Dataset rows
>> START

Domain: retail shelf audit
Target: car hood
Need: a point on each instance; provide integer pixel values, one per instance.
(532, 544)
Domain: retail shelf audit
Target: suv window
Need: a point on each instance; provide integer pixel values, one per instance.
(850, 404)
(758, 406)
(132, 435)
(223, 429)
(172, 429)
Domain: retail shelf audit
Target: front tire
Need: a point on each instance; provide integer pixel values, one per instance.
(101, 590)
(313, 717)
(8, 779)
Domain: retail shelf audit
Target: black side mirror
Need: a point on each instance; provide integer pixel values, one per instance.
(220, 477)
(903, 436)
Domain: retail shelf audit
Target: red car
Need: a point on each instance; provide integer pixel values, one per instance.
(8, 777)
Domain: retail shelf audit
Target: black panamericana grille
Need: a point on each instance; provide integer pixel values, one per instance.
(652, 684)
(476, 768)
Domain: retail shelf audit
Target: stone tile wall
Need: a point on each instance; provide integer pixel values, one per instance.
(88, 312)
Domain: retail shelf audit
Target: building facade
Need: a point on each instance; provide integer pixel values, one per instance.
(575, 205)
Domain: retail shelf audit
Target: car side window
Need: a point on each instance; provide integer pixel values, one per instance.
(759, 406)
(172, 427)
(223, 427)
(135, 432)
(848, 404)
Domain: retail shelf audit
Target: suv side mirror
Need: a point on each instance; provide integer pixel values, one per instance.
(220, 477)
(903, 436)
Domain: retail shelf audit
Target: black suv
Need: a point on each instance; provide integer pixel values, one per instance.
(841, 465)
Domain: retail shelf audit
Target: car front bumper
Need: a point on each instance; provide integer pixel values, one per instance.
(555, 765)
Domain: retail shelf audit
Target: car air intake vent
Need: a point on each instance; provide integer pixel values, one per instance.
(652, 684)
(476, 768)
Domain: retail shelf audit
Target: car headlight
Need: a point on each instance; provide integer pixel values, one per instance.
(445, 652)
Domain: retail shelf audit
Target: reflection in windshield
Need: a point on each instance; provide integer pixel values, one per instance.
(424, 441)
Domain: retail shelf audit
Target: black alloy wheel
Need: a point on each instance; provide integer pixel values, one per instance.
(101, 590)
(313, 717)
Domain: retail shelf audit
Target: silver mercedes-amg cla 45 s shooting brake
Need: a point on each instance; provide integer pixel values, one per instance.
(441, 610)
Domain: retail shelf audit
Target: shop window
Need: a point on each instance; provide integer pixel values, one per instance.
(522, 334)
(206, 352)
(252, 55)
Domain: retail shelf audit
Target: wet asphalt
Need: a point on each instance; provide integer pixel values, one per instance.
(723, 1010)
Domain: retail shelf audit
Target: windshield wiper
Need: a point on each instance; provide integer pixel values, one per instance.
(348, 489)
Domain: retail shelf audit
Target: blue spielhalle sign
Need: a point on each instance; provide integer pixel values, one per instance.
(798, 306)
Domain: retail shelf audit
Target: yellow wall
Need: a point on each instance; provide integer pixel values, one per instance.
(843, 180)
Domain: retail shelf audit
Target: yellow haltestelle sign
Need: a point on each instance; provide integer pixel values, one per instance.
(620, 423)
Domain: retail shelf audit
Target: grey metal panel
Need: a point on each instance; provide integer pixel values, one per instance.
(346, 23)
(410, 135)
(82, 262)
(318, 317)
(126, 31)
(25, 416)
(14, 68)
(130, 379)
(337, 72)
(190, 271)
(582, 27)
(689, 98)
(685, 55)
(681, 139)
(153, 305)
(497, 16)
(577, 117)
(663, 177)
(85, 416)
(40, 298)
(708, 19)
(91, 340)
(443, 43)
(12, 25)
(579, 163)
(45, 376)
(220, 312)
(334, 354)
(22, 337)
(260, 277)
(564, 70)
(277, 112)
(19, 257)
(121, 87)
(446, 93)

>> END

*Directions:* Print every entry exactly as it appears.

*Answer for the task:*
Domain: retail shelf audit
Target: car hood
Need: a point on each instance; provide integer pixel values, one per instance.
(532, 544)
Domain: retail shelf audit
Target: suv window
Need: a point on each instance; provide integer pixel values, one per instance.
(850, 404)
(758, 406)
(132, 435)
(223, 429)
(172, 429)
Domain: retail shelf audit
Target: front tire
Need: a point on each instance; provide integer pixel values, one per instance.
(101, 590)
(313, 717)
(8, 779)
Domain: retail shelf audit
Target: black side mirror
Need: a point on each instance; provide integer pixel values, one per instance.
(220, 477)
(903, 436)
Domain: retail shelf audit
Target: red car
Need: a point on each instance; provide integer pixel values, one per instance.
(8, 777)
Domain: retail shelf audit
Target: black panamericana grille
Need: a point on each instance; provide integer pixel values, one per instance.
(652, 684)
(476, 768)
Domain: retail shelf audit
Target: stone tile wall
Need: a point on each instance; provide integer pixel values, one per instance.
(88, 312)
Domain: retail shelf audit
Target: building facade
Need: a point on each instance; provide integer pixel values, one per instance.
(575, 205)
Domain: retail shelf audit
Target: car side window
Need: a point on each instance; provide integer pixel values, one per instance.
(759, 406)
(172, 427)
(223, 427)
(135, 432)
(848, 404)
Domain: retail shelf audit
Target: suv side mirror
Need: a point on each instance; provide integer pixel values, one per instance.
(220, 477)
(903, 436)
Domain: retail shelf audit
Target: black suv
Need: a point on each instance; provide integer pixel values, one per instance.
(841, 465)
Domain: retail shelf audit
Target: car front bumper
Need: a point on each instance; provide integer pixel values, one per instance.
(555, 765)
Domain: retail shelf audit
Target: car air intake vent
Need: a point on each instance; provide integer pixel values, one per instance.
(652, 684)
(476, 768)
Domain: retail shelf audit
Target: car headlight
Need: a point on each instance; provide integer pixel values, one per instance.
(445, 652)
Domain: retail shelf audit
Target: reflection in windshield
Need: a point on each instance; provide integer pixel values, one per instance.
(424, 441)
Domain: retail shelf audit
Target: black alloy wheel
Need: a point on each instance; provide integer pixel values, one per instance.
(101, 590)
(313, 717)
Domain: retail shelf audit
Target: silver mercedes-amg cla 45 s shooting brake
Need: a point on each instance; provide integer pixel values, one per instance.
(441, 610)
Domain: retail shelf audit
Target: shop window
Need: a point on each instance; provide integer pixel values, one per instance.
(522, 334)
(206, 352)
(252, 55)
Domain: retail shelf audit
Target: wet asphalt
Need: a point on each instance; provide integer pixel values, one per instance.
(723, 1010)
Domain: retail shelf audit
Target: windshield wiper
Need: a point on each instance; provide integer pixel values, one per instance.
(348, 489)
Domain: retail shelf audit
Target: blue spielhalle sign
Need: a point on each instance; provide integer pixel values, one per instance.
(798, 306)
Domain: retail shelf audit
Target: yellow wall
Need: a point on each instance; provide integer pixel values, one per instance.
(843, 180)
Domain: retail shelf audit
Target: yellow haltestelle sign
Need: a point on each instance; provide integer pixel values, one per instance.
(620, 423)
Domain: retail shelf audit
Target: grey metal panel
Need: a point on each instance; provide integer pixel values, one per instance.
(346, 23)
(410, 135)
(82, 262)
(318, 317)
(126, 31)
(25, 416)
(14, 68)
(130, 379)
(337, 72)
(190, 271)
(582, 27)
(689, 98)
(685, 55)
(681, 139)
(153, 305)
(497, 16)
(577, 117)
(663, 177)
(85, 416)
(40, 298)
(708, 19)
(91, 340)
(443, 43)
(12, 25)
(579, 163)
(45, 376)
(220, 312)
(334, 354)
(22, 337)
(260, 277)
(564, 70)
(277, 112)
(19, 257)
(121, 87)
(446, 93)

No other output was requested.